[SOURCE DATA]
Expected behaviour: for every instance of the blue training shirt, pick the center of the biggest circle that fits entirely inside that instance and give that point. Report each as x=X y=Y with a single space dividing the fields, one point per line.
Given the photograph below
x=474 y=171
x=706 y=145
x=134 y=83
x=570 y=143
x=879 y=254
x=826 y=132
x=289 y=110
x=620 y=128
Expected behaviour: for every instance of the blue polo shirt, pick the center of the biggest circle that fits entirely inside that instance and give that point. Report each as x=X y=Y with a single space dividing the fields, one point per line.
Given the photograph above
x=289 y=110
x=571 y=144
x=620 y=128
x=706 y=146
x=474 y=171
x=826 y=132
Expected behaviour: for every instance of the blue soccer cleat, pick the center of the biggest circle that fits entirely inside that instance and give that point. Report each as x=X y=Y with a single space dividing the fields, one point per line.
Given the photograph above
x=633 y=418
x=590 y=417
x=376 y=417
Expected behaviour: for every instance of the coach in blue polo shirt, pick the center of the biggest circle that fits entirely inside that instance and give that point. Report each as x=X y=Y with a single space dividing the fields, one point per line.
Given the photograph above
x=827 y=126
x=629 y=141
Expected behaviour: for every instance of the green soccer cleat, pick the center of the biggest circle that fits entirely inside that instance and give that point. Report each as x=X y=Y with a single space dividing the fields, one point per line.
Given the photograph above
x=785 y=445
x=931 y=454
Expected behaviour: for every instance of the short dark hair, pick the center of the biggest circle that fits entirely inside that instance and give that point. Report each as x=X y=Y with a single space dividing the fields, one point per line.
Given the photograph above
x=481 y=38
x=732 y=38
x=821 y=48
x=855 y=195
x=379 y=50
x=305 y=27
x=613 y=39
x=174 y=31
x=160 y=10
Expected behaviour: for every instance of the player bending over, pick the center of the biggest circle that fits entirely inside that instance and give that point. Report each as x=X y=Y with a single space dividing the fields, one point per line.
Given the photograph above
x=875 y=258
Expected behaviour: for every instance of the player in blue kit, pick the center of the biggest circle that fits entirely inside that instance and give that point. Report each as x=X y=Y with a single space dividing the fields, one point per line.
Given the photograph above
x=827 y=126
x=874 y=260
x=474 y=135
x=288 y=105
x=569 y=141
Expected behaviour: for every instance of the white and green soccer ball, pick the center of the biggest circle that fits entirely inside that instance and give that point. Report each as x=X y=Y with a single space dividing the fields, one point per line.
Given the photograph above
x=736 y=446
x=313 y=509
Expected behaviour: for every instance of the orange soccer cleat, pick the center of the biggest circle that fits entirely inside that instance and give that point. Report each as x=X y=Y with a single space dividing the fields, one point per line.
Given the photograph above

[INSTRUCTIONS TO FOLLOW] Can you reproduce all of the data above verbatim, line for line?

[FINAL RESULT]
Expected behaviour: for every instance of the blue training shirt, pick the center of the biggest circle that fits entirely inside that instance and give that point. Report each as x=X y=Y with a single space dividing the fields, one point per line.
Given the photograph below
x=474 y=171
x=706 y=145
x=134 y=83
x=570 y=143
x=879 y=254
x=826 y=132
x=289 y=110
x=620 y=128
Expected behaviour: for every instance of the blue polo shirt, pick the center of the biggest circle that fits entirely inside that instance and give that point. Report each as x=X y=Y with a single space dividing the fields, one point per line.
Given the photograph above
x=289 y=110
x=571 y=144
x=620 y=128
x=706 y=146
x=474 y=171
x=826 y=132
Expected behaviour: for every instance of the blue soccer cleat, pick the center of the biggest circle that fits entirely inside that instance and give that point. Report each as x=X y=Y with a single space dividing the fields, one point per line.
Given the photograph above
x=633 y=418
x=590 y=417
x=376 y=417
Expected behaviour: for every instance of the coach in blue polo shirt, pick the center of the biggest circle that fits entirely inside that instance and give that point. Report each as x=X y=Y with a single space dividing the fields, one point per line.
Given the photograph above
x=827 y=126
x=629 y=141
Expected behaviour: for every instance of the green soccer cleat, pick the center of the biggest circle that fits entirely inside that instance and give that point. Report each as x=X y=Y with a single space dividing the fields, one point per line.
Given the photograph above
x=785 y=445
x=931 y=454
Expected behaviour: for every instance of the short dark hair, pick the center of the biggest circle that fits entirely inside that instance and give that point. Report each as x=X y=Y with a single space dividing the fields, one point per line.
Given the photograph above
x=481 y=38
x=732 y=38
x=821 y=48
x=855 y=195
x=379 y=50
x=305 y=27
x=613 y=39
x=174 y=31
x=160 y=10
Expected behaviour: for every instance of the player bending over, pick the center of the biggest circle that fits entirely inside that instance and give that point. Report each as x=X y=Y with a single space dividing the fields, one point per line.
Given the photograph above
x=875 y=258
Expected behaviour: for every instance of the player in blue kit, pick the center of the biggest circle that fits entirely inside that instance and give that point. Report each as x=X y=Y with a single space dividing the fields, one point per line.
Given the photograph above
x=827 y=126
x=874 y=260
x=474 y=135
x=288 y=105
x=569 y=141
Expected behaviour: for every instance of the white and green soccer ball, pick the center of the biggest circle that fits entirely inside that instance and give that point. Report each as x=X y=Y with a single space dividing the fields, one point per line.
Given the photograph above
x=736 y=446
x=313 y=509
Expected behaviour: for every instance of the orange soccer cleat, pick the center of the biggest circle that fits entirely inside that instance and give that point. Report each as x=X y=Y with a single space dividing the fields, one point per line.
Given the photograph above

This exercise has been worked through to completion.